* PROVIDED INFORMATION:

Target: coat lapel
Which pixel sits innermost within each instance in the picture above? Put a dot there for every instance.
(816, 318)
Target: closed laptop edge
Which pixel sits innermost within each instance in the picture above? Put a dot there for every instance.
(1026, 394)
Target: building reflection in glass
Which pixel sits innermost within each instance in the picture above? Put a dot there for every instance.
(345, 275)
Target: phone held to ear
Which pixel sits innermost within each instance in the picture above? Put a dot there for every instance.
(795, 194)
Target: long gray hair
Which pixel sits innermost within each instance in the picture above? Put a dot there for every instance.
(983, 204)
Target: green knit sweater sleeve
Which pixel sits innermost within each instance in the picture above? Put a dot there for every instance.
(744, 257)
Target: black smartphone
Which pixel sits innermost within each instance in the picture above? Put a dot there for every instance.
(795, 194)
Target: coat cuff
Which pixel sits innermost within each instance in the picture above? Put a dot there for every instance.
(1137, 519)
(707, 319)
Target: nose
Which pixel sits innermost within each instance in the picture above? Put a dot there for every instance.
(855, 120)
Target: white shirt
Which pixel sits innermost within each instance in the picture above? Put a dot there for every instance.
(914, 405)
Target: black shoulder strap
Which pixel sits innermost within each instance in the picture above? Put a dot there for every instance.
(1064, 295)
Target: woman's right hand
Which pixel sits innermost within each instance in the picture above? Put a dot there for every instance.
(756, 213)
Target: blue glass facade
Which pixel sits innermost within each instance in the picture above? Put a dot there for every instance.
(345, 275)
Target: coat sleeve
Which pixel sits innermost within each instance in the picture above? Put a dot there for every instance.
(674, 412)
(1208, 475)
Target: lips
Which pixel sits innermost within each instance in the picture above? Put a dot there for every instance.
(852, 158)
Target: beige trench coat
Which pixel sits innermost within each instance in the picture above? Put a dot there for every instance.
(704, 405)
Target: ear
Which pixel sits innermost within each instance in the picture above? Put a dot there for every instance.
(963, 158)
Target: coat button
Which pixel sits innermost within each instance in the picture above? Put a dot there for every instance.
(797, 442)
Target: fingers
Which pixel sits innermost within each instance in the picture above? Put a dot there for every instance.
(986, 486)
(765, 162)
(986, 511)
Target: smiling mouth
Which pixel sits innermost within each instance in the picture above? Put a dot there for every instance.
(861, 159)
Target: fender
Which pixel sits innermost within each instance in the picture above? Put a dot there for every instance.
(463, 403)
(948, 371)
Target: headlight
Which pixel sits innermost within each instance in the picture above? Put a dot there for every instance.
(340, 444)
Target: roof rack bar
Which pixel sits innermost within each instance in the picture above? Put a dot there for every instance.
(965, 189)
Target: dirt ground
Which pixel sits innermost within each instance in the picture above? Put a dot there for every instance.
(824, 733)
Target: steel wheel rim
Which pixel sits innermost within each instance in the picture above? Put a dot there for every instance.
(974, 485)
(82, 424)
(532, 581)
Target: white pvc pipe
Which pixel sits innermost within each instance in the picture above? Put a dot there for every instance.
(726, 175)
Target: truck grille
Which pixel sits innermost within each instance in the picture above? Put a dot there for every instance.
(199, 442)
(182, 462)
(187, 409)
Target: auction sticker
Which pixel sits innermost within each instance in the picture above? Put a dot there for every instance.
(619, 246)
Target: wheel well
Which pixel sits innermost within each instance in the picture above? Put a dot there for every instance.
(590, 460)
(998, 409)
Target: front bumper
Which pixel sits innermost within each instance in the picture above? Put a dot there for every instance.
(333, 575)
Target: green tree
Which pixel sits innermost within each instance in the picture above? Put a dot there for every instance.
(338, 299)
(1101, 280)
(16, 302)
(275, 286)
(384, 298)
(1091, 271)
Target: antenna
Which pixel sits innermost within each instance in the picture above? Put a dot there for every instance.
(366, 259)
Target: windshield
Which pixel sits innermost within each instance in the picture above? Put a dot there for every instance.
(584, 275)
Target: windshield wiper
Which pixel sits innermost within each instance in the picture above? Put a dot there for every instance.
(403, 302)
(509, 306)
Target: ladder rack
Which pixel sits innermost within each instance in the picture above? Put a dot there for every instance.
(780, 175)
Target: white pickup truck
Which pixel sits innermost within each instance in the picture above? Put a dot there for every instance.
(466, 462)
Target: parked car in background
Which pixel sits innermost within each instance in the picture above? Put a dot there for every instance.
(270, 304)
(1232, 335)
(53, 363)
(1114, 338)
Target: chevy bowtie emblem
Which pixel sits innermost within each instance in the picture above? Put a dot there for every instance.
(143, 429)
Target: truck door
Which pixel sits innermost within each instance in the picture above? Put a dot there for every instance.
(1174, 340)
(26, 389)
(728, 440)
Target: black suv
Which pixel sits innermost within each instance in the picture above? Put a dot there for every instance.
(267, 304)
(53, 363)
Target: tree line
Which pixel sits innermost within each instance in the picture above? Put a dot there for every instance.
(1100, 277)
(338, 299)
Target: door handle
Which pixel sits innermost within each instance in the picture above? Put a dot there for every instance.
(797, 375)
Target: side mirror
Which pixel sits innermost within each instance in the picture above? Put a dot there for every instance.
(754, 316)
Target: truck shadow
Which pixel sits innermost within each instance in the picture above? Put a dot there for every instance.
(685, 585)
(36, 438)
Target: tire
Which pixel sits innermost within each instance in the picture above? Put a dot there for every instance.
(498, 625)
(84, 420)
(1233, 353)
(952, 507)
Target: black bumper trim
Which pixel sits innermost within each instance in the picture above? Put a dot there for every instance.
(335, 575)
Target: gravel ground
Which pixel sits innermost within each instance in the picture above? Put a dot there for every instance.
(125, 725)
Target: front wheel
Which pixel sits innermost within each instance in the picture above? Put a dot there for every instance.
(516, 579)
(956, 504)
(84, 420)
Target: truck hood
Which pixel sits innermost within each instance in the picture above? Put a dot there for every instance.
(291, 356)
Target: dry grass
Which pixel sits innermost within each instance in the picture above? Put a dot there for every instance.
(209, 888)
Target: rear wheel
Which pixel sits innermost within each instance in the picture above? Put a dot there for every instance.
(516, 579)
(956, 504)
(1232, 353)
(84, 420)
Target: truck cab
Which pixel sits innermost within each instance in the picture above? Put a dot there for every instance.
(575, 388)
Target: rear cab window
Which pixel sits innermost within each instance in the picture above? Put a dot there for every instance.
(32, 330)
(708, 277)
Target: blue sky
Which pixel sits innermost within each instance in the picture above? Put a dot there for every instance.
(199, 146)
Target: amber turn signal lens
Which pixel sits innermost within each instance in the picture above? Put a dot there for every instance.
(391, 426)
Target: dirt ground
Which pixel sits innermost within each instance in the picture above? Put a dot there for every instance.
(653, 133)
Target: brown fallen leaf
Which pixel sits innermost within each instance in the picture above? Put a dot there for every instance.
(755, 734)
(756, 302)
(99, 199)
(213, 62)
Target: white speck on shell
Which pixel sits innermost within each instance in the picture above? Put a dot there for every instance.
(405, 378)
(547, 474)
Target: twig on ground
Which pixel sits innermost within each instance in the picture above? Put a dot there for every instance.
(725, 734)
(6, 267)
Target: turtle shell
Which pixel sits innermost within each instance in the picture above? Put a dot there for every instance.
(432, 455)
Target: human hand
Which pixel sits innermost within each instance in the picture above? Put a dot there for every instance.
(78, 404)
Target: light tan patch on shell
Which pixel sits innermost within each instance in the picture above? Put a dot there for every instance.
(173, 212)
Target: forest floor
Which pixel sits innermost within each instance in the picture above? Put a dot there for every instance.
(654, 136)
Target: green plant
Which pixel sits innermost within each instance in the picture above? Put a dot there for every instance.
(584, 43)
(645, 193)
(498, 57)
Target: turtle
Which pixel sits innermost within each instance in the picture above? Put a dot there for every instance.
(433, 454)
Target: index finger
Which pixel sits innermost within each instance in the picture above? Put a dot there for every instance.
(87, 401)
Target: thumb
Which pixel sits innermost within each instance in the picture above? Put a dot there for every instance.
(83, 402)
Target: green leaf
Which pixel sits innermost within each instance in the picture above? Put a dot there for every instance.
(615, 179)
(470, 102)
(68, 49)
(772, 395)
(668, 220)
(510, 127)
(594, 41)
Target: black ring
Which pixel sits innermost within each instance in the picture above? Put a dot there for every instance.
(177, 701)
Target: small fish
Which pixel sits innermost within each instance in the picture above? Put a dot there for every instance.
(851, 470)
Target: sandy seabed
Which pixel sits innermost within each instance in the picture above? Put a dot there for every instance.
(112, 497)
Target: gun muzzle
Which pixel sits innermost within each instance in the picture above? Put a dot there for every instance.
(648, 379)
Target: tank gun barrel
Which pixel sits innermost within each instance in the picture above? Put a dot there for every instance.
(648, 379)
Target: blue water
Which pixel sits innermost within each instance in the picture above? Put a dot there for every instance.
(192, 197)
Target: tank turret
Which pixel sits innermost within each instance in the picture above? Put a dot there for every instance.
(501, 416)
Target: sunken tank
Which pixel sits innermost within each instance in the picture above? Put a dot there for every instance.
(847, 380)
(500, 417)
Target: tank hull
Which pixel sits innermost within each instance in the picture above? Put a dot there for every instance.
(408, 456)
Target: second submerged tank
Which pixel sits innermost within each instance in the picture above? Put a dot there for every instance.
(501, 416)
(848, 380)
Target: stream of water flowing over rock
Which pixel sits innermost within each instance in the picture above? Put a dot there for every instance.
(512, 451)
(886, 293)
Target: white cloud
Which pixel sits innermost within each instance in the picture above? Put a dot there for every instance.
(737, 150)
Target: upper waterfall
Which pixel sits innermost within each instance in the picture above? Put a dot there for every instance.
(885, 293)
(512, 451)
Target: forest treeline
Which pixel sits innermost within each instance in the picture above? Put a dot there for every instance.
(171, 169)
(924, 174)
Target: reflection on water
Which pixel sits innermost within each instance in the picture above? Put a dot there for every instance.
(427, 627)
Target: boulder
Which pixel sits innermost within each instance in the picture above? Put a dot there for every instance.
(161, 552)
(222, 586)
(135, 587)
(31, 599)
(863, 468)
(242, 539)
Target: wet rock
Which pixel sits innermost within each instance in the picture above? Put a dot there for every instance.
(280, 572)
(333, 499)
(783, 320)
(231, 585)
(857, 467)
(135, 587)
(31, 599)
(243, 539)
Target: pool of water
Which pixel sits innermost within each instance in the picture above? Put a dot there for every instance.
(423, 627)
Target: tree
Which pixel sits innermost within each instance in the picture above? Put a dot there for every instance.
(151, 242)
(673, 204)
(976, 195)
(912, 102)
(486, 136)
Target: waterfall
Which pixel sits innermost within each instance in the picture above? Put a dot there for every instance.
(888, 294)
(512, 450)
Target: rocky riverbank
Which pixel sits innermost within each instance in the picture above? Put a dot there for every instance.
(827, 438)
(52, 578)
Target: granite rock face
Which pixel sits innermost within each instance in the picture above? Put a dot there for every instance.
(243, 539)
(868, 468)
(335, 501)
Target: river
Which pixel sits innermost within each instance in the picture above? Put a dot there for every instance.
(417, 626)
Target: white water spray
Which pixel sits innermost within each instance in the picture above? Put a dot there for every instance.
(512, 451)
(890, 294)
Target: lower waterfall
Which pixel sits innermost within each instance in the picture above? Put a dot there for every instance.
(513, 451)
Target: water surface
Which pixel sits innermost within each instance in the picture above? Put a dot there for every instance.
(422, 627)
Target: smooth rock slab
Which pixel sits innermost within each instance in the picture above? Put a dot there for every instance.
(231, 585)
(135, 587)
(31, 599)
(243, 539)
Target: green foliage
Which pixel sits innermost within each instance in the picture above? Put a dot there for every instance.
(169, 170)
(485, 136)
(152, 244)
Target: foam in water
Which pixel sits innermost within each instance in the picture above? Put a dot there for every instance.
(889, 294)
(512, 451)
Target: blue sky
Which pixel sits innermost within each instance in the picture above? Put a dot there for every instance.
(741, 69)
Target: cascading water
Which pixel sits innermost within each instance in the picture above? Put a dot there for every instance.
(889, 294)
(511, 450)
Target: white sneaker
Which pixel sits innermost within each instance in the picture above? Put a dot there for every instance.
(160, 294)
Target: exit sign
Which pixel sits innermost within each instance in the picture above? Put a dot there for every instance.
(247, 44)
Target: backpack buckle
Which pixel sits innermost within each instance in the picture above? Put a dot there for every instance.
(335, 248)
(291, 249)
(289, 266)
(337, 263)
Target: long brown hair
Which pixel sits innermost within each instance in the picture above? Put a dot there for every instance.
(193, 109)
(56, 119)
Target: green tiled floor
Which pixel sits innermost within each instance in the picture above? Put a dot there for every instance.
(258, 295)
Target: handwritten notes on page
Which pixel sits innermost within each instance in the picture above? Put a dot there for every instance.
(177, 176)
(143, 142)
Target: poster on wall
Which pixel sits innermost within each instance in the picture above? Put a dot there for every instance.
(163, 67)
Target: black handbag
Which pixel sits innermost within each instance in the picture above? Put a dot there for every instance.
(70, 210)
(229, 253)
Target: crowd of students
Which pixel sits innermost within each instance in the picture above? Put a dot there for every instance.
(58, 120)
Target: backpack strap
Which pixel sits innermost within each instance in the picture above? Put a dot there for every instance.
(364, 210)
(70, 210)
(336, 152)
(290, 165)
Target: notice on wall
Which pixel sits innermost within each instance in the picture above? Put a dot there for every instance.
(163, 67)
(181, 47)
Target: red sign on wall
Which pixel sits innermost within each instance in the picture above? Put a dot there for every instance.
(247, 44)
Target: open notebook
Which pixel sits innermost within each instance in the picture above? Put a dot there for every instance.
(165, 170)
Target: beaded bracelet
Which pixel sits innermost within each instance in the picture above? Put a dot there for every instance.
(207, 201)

* WORK TO BE COMPLETED: Reproduce word for word the rows above, starting with the first row and ending with the row that contains "(1026, 394)".

* OUTPUT OF THE EXERCISE:
Target: coat lapel
Which pixel sits innermost within each instance in the picture above? Put a dot there for every instance.
(816, 318)
Target: closed laptop edge
Which pixel sits innermost within each instance in the picture above? Put a dot there for every instance.
(1026, 394)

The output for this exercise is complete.